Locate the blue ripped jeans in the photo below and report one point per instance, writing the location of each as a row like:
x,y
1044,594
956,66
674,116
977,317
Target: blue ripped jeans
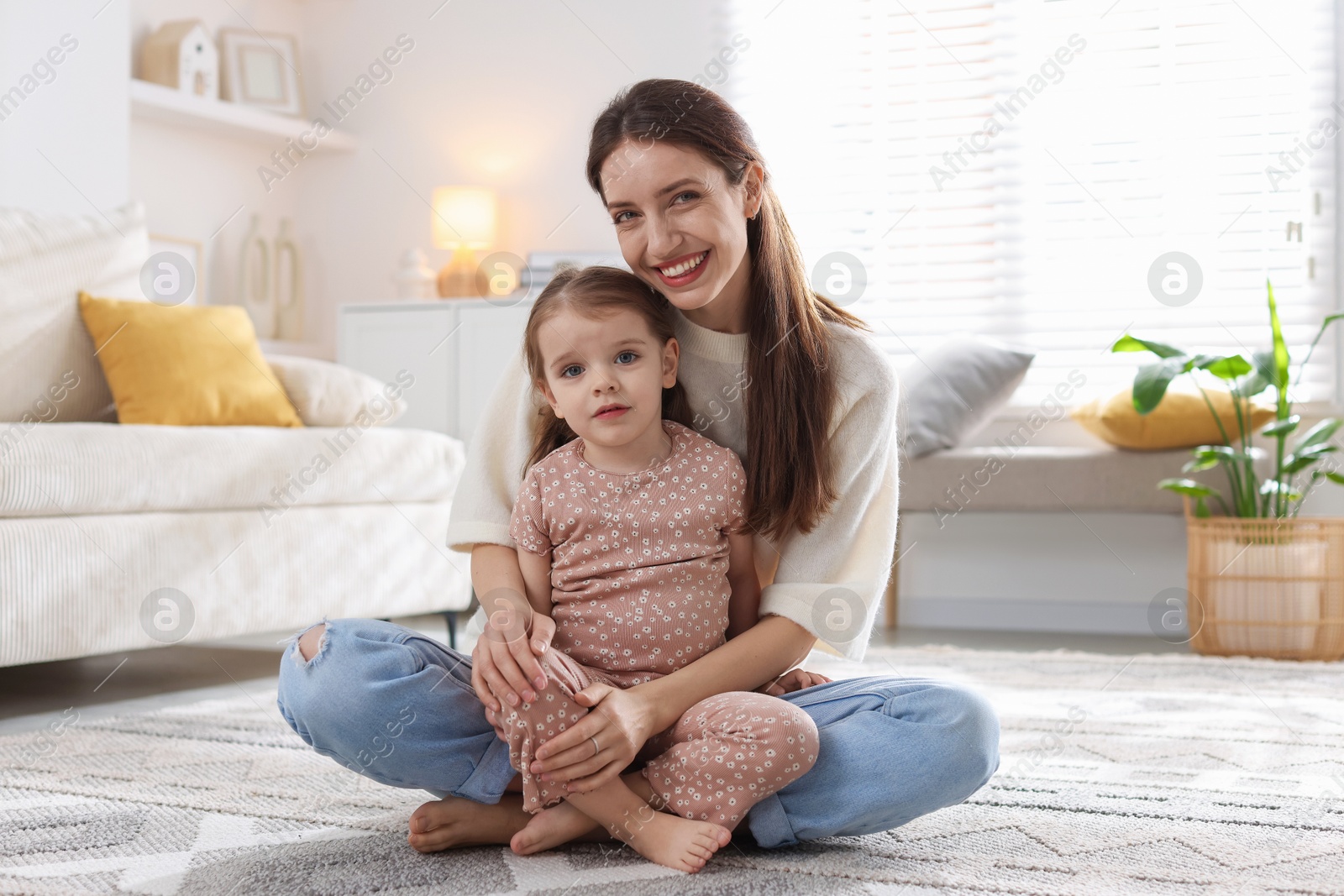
x,y
398,707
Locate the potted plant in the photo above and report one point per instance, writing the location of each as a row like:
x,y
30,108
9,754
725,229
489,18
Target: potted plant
x,y
1263,580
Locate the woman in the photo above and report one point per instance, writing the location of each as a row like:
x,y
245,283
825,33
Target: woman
x,y
790,383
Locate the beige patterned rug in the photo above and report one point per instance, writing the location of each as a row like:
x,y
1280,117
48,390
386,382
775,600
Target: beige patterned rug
x,y
1155,774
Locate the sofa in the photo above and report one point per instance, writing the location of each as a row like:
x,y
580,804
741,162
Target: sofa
x,y
120,537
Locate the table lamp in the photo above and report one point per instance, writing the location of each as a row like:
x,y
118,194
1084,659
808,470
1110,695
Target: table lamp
x,y
463,221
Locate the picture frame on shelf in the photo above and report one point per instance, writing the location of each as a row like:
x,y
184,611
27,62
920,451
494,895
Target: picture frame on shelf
x,y
261,70
195,255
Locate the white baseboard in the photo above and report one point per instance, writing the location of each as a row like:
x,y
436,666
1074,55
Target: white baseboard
x,y
999,614
1088,573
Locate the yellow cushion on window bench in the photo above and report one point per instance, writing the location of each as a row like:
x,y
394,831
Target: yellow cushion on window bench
x,y
1180,419
186,364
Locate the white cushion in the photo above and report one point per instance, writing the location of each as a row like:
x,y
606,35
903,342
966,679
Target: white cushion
x,y
47,360
60,469
327,394
953,391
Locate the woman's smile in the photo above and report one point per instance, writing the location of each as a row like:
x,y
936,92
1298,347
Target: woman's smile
x,y
683,270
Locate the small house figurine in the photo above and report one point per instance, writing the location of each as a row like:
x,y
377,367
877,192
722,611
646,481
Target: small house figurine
x,y
183,56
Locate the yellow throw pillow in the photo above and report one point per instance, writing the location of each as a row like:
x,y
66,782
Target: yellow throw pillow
x,y
1180,419
185,365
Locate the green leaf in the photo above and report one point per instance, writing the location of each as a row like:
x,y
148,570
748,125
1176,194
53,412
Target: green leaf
x,y
1187,486
1281,426
1319,432
1299,461
1128,343
1281,360
1151,382
1272,486
1225,367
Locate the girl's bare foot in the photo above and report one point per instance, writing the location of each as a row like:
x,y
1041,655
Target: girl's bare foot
x,y
553,826
674,841
454,821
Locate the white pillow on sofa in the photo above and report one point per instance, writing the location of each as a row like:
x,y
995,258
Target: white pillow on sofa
x,y
327,394
953,391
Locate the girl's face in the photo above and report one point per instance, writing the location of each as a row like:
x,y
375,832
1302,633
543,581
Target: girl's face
x,y
680,223
605,376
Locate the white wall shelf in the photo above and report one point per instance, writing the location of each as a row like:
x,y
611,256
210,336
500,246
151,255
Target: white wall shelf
x,y
155,102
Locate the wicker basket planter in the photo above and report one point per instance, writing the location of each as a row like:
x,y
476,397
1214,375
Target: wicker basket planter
x,y
1267,587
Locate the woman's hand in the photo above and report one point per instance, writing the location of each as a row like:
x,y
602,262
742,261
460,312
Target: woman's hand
x,y
790,681
504,661
618,721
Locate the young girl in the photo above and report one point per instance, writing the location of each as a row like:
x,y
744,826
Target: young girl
x,y
632,537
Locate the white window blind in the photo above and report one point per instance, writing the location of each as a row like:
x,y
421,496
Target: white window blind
x,y
1093,137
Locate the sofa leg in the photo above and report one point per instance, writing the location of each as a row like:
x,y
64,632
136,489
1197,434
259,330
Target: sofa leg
x,y
893,591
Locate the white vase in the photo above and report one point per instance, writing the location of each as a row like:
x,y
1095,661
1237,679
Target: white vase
x,y
1283,586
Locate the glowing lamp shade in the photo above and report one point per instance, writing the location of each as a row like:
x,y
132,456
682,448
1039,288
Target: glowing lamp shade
x,y
464,217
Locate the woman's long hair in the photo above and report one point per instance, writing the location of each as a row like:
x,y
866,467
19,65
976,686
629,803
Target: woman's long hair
x,y
596,291
792,387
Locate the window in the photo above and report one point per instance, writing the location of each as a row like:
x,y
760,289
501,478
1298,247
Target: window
x,y
1023,168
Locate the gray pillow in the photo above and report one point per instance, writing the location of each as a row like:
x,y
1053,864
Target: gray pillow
x,y
953,391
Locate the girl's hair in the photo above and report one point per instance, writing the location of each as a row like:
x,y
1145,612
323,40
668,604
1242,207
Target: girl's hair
x,y
792,387
596,291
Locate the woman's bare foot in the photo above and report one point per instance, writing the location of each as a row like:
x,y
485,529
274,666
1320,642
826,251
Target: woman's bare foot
x,y
553,826
674,841
454,821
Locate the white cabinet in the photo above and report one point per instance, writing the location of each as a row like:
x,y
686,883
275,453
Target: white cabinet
x,y
454,348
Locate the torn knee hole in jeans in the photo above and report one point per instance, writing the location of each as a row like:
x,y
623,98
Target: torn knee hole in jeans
x,y
304,644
• • •
In your copy, repeat the records above exactly and include no images.

Locate the blue ripped jeans in the photo below and report one point per instance, writing the location of each as a row like:
x,y
1044,594
956,66
674,116
977,317
Target: blue ripped jeans
x,y
398,707
Locate the potted plant in the photo above and report one point per instance, writing the location of each as a row like:
x,y
30,108
9,754
725,229
489,18
Target: potted plant
x,y
1263,580
Locate the woman in the photo above and report one point per instance, writing the location of each as a row like:
x,y
245,283
825,33
Target: woman
x,y
790,383
Locate the beige patterned rug in the photo above and report one point per instance, writing the location of each as a row like:
x,y
1280,117
48,390
386,382
775,600
Target: beige patterned rug
x,y
1155,774
Locate the sofa in the photo above and report one point per instance, writing the location of each as a row like:
x,y
580,804
741,162
Target: sofa
x,y
120,537
Locate the table lamp in the photo above and report one point per instance, writing the location of each as a row like:
x,y
118,194
1084,659
808,470
1110,695
Target: table lamp
x,y
463,221
Locate the picture frame on shelf in the photo above and report one point per instance, writing the location of each as a row like:
x,y
184,611
27,62
920,451
494,895
Target: picture frame on shelf
x,y
261,70
195,255
Locate the white baseboard in the photo above and report one point per instance, writing the location of each as a row like:
x,y
436,666
1074,55
Target: white baseboard
x,y
999,614
1088,573
Locate the yellow cushion on window bench in the photo above and report one point per instance, writing the location of each as a row like:
x,y
394,831
Target: yellow cushion on window bench
x,y
1180,419
186,364
Locate the white cushion in the photo above and report one point per instance, writing the location of each as a row like:
x,y
606,35
903,342
966,679
Target: white cushion
x,y
47,360
60,469
327,394
953,391
Locate the woman's smile in the photo above and report one point per instance, writing the location of each as a row like:
x,y
936,92
1298,347
Target: woman's smile
x,y
683,270
Locate the small house figurine in the photo above and report one point per instance, writing the location of each as a row like:
x,y
377,367
877,192
722,611
646,481
Target: small house figurine
x,y
183,56
Locate the yellow throw pillow in the photo above and report one point per instance, writing the location of each as a row like:
x,y
66,782
Target: yellow throw pillow
x,y
1180,419
185,365
Locate the green leaf in the photo above and report one point per instance, writing the location of each as a row like:
x,y
148,570
748,125
1176,194
53,412
Target: green leaf
x,y
1187,486
1281,426
1319,432
1299,461
1128,343
1281,360
1151,382
1272,486
1225,367
Locate the girl's bare foot in the photo above and report one point per instance, writing the location of each as a row like:
x,y
1041,655
Target: girl's bare foot
x,y
553,826
674,841
454,821
Locate the white pillow on sofa in the photo above and report one point per instance, writing the location of each as a row like:
x,y
995,258
Target: white pillow on sofa
x,y
327,394
953,391
Locate the girl's face in the photo above and report one point per instance, writing the location of each as a row like:
x,y
375,832
1302,633
543,581
Target: girl's face
x,y
680,223
605,376
Locate the white wall shelf in the photo above and report one point per instance, writing the location of each as a row like:
x,y
611,256
210,336
500,246
151,255
Target: white wall shelf
x,y
155,102
Locate the wicker basket planter in the photo above and report one point per instance, writing the location of each as a row like:
x,y
476,397
1214,375
Target: wicker basket planter
x,y
1267,587
Locate the woman's hand in the photo above and report one point per instance, writing the location of each as a row like:
x,y
602,262
742,261
460,312
Target: woman's hand
x,y
790,681
504,661
618,721
Locate the young girl in the photo above and report one point per instance, writing the location of each as a row like:
x,y
744,826
Target: young girl
x,y
632,537
Locate the white window blind in the photo above and report one point per instance, writing the location of each as a row like:
x,y
421,496
Target: white window blind
x,y
1093,137
Locate the sofa leg in the photo above and report one point per instance, writing the location of each as a row like:
x,y
64,632
136,489
1197,434
259,330
Target: sofa leg
x,y
893,591
Locate the white vase in the photo above and report one point per instance, writing the location of each as a row like:
x,y
1095,661
1237,679
Target: white vase
x,y
1283,586
Locate the glowing lamp shade in the photo above and report one point per instance, writing the location of each as a row like:
x,y
132,456
682,448
1039,288
Target: glowing lamp shade
x,y
464,217
Locate the woman's long hair in the photo above and report one point per instance, writing the location of each as a row like:
x,y
866,467
19,65
976,686
629,803
Target: woman's long hair
x,y
596,291
792,387
Locate the window in the photo above and report one point per instance, writing the location of each as a row like:
x,y
760,289
501,478
1298,247
Target: window
x,y
1023,168
Locate the gray pillow in the photo above and report one point per instance, writing the location of each as a row like:
x,y
1053,864
Target: gray pillow
x,y
953,391
Locate the girl's hair in the photo above and report one point per instance, writing the location of each as a row like:
x,y
1145,612
323,40
668,604
1242,207
Target: girl's hair
x,y
792,387
596,291
Locate the woman's bare foot in the photo above and report one point per instance, writing the location of each as a row like:
x,y
485,529
274,666
1320,642
826,251
Target: woman's bare foot
x,y
553,826
674,841
454,821
Locate the white cabinet in the photo above and report one point per instance, writing the location of each as a row like:
x,y
686,883
275,453
Target: white cabinet
x,y
454,348
Locate the torn knee hole in jeans in the photo above and report one point per instance, writing the location of each as a row like:
x,y
623,98
Target: torn knee hole in jeans
x,y
304,644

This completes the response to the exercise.